▶ RECORDS SHOWN
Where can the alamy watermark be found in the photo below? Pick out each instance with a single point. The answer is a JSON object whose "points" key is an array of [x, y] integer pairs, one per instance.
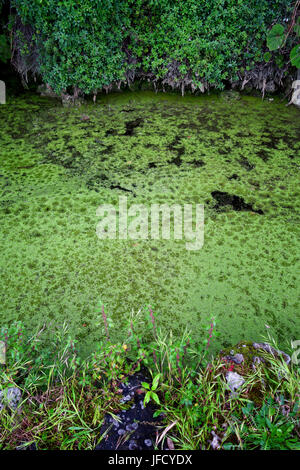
{"points": [[160, 221]]}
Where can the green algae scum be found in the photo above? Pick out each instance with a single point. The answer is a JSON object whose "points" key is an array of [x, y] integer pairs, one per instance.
{"points": [[238, 158]]}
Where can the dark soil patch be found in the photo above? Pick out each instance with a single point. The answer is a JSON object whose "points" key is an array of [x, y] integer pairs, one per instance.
{"points": [[236, 202]]}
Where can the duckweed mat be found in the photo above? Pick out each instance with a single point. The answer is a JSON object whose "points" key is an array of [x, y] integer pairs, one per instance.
{"points": [[238, 158]]}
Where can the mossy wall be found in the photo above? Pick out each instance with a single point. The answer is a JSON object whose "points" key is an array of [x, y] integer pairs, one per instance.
{"points": [[57, 165]]}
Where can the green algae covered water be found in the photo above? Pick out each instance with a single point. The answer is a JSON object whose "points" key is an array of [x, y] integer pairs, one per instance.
{"points": [[238, 158]]}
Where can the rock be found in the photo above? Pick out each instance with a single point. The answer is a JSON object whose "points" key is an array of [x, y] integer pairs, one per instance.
{"points": [[234, 381], [10, 397], [268, 348]]}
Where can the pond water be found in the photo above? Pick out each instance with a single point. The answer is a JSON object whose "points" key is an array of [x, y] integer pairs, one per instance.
{"points": [[238, 158]]}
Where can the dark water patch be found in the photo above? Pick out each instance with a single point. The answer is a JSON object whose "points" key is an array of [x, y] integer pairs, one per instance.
{"points": [[263, 154], [117, 186], [236, 202], [132, 125], [246, 164], [234, 177], [177, 148], [176, 161], [196, 163], [111, 132]]}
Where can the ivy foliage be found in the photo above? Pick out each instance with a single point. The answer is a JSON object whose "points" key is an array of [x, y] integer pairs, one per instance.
{"points": [[93, 43]]}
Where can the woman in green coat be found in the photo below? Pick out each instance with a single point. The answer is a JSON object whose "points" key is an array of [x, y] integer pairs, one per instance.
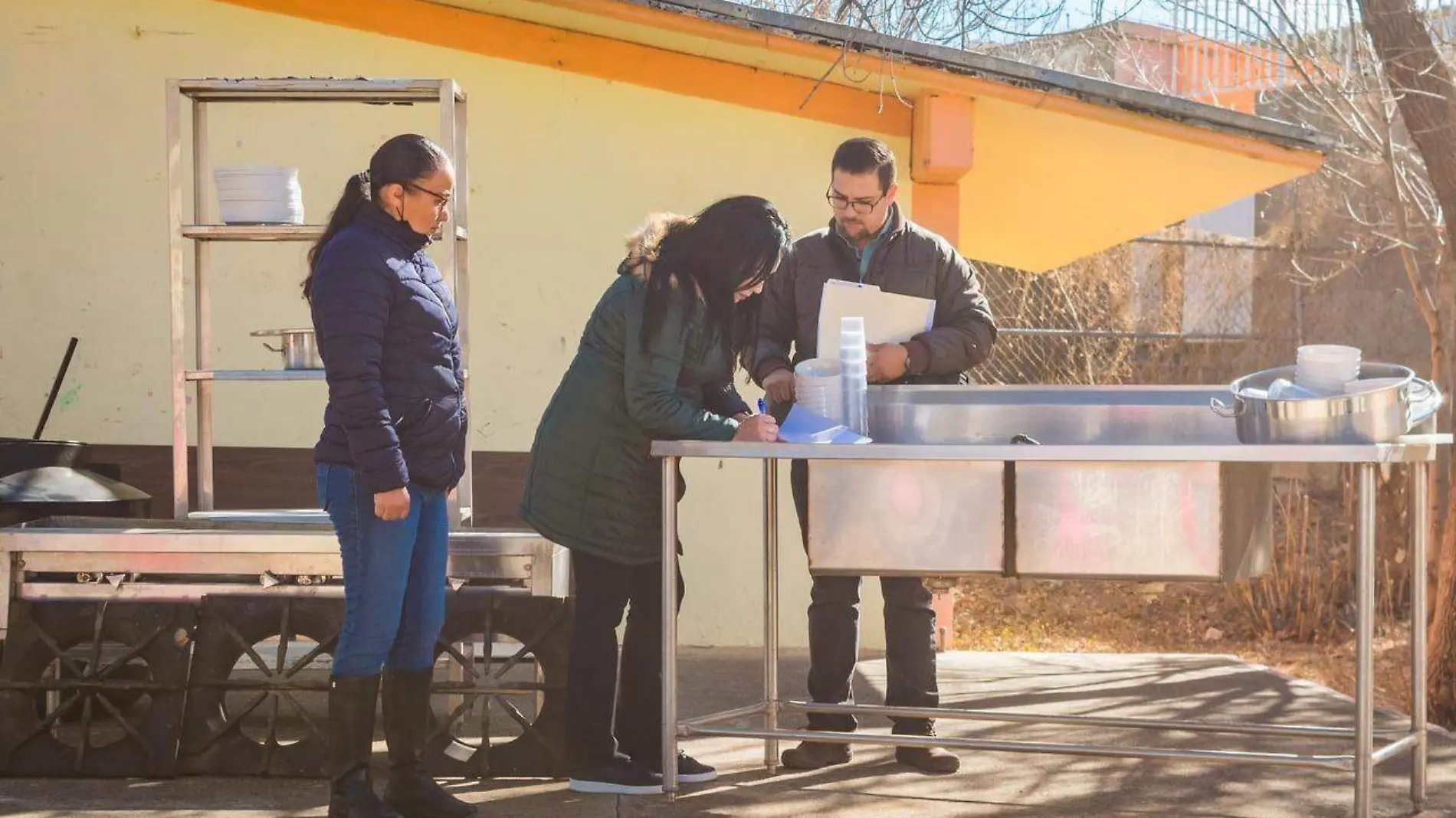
{"points": [[655, 363]]}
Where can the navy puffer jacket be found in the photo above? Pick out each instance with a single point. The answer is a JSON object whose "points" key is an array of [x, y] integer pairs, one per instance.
{"points": [[386, 328]]}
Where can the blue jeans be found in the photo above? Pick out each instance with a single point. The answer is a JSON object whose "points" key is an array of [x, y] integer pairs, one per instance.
{"points": [[393, 577]]}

▶ JOB
Reproduce the records without changes, starting at the line that contains "Where can the ivy" and ending at the last line of the records. Leave the pictures out of your answer.

▶ REPLY TO THE TASK
Where can the ivy foliage be found in the photo above? Pick out each instance with a single point. The answer is a JSON object whose "points" key is an array of [x, y] integer pairs, one per instance.
{"points": [[93, 43]]}
Where can the woman in green coat be found in the photo below? Pick out each instance with a single point. The answer is a JSON object whose "points" key is an array of [x, y] integer pairs, one per instance.
{"points": [[655, 363]]}
Where can the navy puffer jacket be found in the photo above? Pick out each instance with a single point. The answer is a JSON object whose "points" key is an array of [x, y] integer pairs, one per instance.
{"points": [[386, 328]]}
Where can the blue jeans be found in the photo above? Pick out each instance with a single point. The answer is a JSON object whose "points" key is an array of [x, y] integer pairs, one per instance.
{"points": [[393, 577]]}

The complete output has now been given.